* Stated exercise: Output everything from the start of the data down through the line containing "point(420, 304)" as a two-column CSV with the columns input and output. Give one row for each text-and-answer pair, and put each value in a single quoted field with its line breaks replaced by spaces.

* Record extracts:
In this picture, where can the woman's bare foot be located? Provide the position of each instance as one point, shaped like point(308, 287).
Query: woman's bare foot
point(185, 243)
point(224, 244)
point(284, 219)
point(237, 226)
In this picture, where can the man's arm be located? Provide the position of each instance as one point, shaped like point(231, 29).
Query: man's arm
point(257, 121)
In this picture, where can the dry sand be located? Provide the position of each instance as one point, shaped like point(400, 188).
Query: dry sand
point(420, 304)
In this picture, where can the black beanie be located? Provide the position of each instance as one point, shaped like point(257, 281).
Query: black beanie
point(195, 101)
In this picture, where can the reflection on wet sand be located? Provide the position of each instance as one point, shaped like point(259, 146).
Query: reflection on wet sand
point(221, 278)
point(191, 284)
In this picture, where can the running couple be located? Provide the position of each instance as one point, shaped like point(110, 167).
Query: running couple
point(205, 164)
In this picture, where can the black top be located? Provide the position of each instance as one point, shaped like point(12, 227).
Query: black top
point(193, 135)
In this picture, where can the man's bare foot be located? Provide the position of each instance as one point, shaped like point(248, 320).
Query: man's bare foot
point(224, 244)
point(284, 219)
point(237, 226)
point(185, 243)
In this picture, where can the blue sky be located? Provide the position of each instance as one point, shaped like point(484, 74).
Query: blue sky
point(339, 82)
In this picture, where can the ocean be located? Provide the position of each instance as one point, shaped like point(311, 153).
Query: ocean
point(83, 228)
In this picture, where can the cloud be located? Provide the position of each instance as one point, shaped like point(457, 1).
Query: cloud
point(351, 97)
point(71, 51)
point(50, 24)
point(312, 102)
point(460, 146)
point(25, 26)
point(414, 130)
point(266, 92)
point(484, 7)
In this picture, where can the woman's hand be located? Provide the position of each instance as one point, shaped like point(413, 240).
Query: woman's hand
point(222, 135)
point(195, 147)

* Final answer:
input,output
"In this picture, where can the woman's bare foot be located? Provide the position of each instance as one point, shaped like point(308, 287). Query: woman's bare foot","point(185, 243) point(224, 244) point(284, 219) point(237, 226)"
"In this picture, where can the man's arm be located? Provide the position of each instance as one point, shaped like point(231, 29). Query: man's arm","point(257, 121)"
"In this picture, where can the dry sand be located? Provide the position of each instance as one point, shaped like point(400, 188). Query: dry sand","point(420, 304)"